▸ **What to do**: Every line of the data below should be written out word for word.

▸ **Records for this exercise**:
::::
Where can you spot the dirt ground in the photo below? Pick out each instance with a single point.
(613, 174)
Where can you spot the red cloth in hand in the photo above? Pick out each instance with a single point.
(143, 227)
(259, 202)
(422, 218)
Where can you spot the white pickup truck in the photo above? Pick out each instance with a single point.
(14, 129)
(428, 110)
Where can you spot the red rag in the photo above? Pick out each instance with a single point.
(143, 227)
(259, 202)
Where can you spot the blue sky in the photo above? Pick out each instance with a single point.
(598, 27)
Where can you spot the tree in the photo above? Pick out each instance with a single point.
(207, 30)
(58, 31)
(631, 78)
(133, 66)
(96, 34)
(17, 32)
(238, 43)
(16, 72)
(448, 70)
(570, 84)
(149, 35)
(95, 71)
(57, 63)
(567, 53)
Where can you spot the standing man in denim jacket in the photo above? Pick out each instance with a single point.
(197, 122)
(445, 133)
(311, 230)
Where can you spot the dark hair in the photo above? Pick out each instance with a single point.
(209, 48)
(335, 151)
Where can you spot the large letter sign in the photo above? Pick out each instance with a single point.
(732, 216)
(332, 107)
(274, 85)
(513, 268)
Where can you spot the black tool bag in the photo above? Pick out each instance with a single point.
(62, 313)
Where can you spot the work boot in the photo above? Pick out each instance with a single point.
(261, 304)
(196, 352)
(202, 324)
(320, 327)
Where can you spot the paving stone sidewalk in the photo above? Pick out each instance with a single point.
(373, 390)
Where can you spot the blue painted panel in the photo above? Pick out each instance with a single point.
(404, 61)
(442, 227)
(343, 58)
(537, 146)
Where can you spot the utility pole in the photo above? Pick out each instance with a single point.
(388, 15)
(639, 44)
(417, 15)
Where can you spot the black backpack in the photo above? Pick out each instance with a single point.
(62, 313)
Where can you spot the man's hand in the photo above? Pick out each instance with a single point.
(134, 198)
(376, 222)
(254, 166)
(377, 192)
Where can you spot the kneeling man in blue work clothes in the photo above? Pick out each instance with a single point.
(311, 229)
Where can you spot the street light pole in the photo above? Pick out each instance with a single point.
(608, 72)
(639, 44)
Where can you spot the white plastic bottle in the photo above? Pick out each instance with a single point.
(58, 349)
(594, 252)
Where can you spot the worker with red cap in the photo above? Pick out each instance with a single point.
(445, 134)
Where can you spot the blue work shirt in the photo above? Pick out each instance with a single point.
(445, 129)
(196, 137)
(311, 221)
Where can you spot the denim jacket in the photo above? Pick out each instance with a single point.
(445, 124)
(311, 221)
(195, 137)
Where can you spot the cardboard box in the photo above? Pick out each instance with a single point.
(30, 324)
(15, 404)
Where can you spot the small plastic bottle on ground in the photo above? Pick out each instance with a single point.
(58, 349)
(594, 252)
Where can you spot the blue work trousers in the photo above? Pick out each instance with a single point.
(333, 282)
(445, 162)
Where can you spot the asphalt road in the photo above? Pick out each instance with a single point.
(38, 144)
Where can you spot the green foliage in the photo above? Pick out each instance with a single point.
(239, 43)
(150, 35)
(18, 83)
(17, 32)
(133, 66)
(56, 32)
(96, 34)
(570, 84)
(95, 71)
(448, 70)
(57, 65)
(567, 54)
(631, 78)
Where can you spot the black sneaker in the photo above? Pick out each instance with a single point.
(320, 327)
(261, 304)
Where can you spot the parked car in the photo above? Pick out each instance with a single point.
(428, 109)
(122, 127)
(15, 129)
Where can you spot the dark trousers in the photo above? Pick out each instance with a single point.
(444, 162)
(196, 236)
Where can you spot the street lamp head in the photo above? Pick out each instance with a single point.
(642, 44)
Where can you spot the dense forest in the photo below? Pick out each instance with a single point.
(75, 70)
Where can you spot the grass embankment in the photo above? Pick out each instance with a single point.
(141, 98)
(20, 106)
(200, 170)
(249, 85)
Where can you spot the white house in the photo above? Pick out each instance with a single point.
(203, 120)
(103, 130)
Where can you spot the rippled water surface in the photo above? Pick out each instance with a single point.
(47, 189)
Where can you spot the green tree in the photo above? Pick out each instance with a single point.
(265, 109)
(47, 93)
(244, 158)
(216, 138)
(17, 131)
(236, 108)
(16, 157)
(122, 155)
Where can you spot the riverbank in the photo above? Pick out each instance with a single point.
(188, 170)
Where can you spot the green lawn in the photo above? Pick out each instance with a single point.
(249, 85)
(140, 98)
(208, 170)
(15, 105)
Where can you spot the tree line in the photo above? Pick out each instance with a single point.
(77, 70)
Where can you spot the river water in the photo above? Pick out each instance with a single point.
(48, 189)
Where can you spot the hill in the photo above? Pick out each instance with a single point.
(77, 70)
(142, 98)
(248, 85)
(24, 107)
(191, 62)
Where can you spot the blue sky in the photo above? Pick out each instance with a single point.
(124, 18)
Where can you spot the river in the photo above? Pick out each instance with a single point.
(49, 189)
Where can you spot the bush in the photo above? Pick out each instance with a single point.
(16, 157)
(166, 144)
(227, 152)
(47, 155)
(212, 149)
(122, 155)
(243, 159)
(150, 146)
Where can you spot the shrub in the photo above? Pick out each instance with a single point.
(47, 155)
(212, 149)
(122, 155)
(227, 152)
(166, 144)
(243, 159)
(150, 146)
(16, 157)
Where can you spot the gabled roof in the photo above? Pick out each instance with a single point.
::::
▸ **Solved problem**:
Where can you spot the dirt ground in the photo below? Pick out each instance with a single point.
(613, 174)
Where can you spot the red cloth in hand in the photo above? Pick out each instance with a single point.
(143, 227)
(259, 202)
(422, 218)
Where can you spot the white pickup truck in the photo above? Pick out each instance with a single point.
(14, 129)
(428, 110)
Where can you spot the red rag in the photo above? Pick out each instance with a single point.
(143, 227)
(259, 202)
Where can you spot the blue sky in the photo above? Pick out each instance with a single point.
(598, 27)
Where can you spot the tree in the photo above? Pick out each instance with a single point.
(207, 30)
(58, 31)
(631, 78)
(133, 66)
(96, 34)
(17, 32)
(238, 43)
(16, 72)
(448, 70)
(570, 84)
(149, 35)
(95, 71)
(57, 63)
(567, 53)
Where can you spot the standing man in denim jacket in the photo above? Pick out each instance with a single point.
(197, 122)
(445, 133)
(311, 230)
Where can you spot the dark hair in the photo above? Pick out each instance with a single point.
(209, 48)
(335, 151)
Where can you spot the large letter sign in the photo above? Pick out each instance with a single point.
(732, 216)
(332, 107)
(274, 85)
(513, 268)
Where can you spot the black tool bag in the photo above? Pick out each instance with a single point.
(62, 313)
Where can you spot the work boot in the photo above? Pick out each instance with a single point.
(261, 304)
(196, 352)
(202, 324)
(320, 327)
Where can you spot the paving stone sidewalk in the photo above? Pick out each instance with a single point.
(373, 390)
Where can you spot the blue painted panel in the photo above? Pick out each instance with a single point.
(404, 61)
(442, 227)
(343, 58)
(537, 146)
Where can you spot the utility pole in the photo above? Pick out each instance with a single point.
(388, 15)
(639, 44)
(417, 15)
Where can you spot the black backpack in the photo above? Pick out each instance with a single point.
(62, 313)
Where can you spot the man's hand in the photo above? Pick out each instance with a single point.
(134, 198)
(376, 222)
(254, 166)
(377, 192)
Where can you spot the kneeling man in blue work clothes in the photo above? Pick out each instance with a single point.
(311, 229)
Where can you spot the street light pole in the photo above? Pick out each instance with a single point.
(608, 72)
(639, 44)
Where can you spot the white plastic bottle in the photo above? Pick out each instance with a single point.
(58, 349)
(594, 252)
Where can you spot the worker with red cap in the photo above? Pick out each instance with a single point.
(445, 134)
Where can you spot the blue work shirt in the photo above? Pick out each instance with a single point.
(445, 129)
(196, 137)
(311, 221)
Where can you spot the denim jacket in the photo above? Pick out each instance with a single point.
(445, 124)
(311, 221)
(195, 137)
Where can you spot the cardboard box in the photo above? Pick out each instance with a single point.
(30, 324)
(15, 404)
Where can you spot the small plastic bottle on ground in the photo above? Pick out each instance with a single point.
(58, 349)
(594, 252)
Where can you spot the blue work trousers in the photo above? Pick out each instance with a single point.
(333, 282)
(445, 162)
Where can you spot the asphalt road in the photo above? Pick out each instance with a single point.
(38, 144)
Where can you spot the green foliage in the photo above? Pick out each instance with a single point.
(239, 43)
(150, 35)
(18, 83)
(17, 32)
(133, 66)
(56, 32)
(96, 34)
(570, 84)
(95, 71)
(448, 70)
(57, 65)
(567, 54)
(631, 78)
Where can you spot the black sneaker in the photo above? Pick out each instance with a single point.
(320, 327)
(261, 304)
Where can you spot the parked car in the photo above? Pick out each instance with a single point.
(428, 109)
(122, 127)
(15, 129)
Where can you spot the dark trousers in the photo above? Pick out each instance with a single point.
(444, 162)
(196, 236)
Where can you spot the street lamp head in the photo above? Pick out each instance with a single point.
(642, 44)
Where can you spot the dense forest in the photo below? Pick out each instance with a single point.
(75, 70)
Where can you spot the grass embankment in the photo above? Pick out each instance with a single point.
(141, 98)
(20, 106)
(200, 170)
(249, 85)
Where can you spot the white house in the photo above? Pick out each instance with a single point.
(203, 120)
(103, 130)
Where can you spot the rippled water surface in the photo above? Pick out each instance with a single point.
(47, 189)
Where can you spot the green tree in the photo above? Pick out each instance with a single point.
(265, 109)
(47, 93)
(244, 158)
(216, 138)
(17, 131)
(236, 108)
(16, 157)
(122, 155)
Where can you spot the riverbank in the photo above? Pick out each instance with a single point.
(188, 170)
Where can you spot the green lawn in the photo above? Pick out each instance with a single point.
(249, 85)
(140, 98)
(208, 170)
(15, 105)
Where can you spot the tree line in the photo above? Pick out each instance with a single point.
(77, 70)
Where can you spot the river water in the photo above? Pick out each instance with a single point.
(48, 189)
Where can you spot the hill in the photo above? Pick out each instance with a single point.
(77, 70)
(142, 98)
(248, 85)
(24, 107)
(191, 62)
Where can you spot the blue sky in the photo above? Pick out each instance with a single point.
(124, 18)
Where can you spot the river in the photo above? Pick out each instance with a single point.
(49, 189)
Where can you spot the bush in the photo above? Pick out each instance with a single point.
(16, 157)
(166, 144)
(227, 152)
(47, 155)
(212, 149)
(122, 155)
(243, 159)
(150, 146)
Where can you spot the shrub in the photo above? Pick out each instance with a single point.
(47, 155)
(212, 149)
(122, 155)
(227, 152)
(166, 144)
(243, 159)
(150, 146)
(16, 157)
Where can you spot the gabled roof in the photo above? Pick out each instance with a single point.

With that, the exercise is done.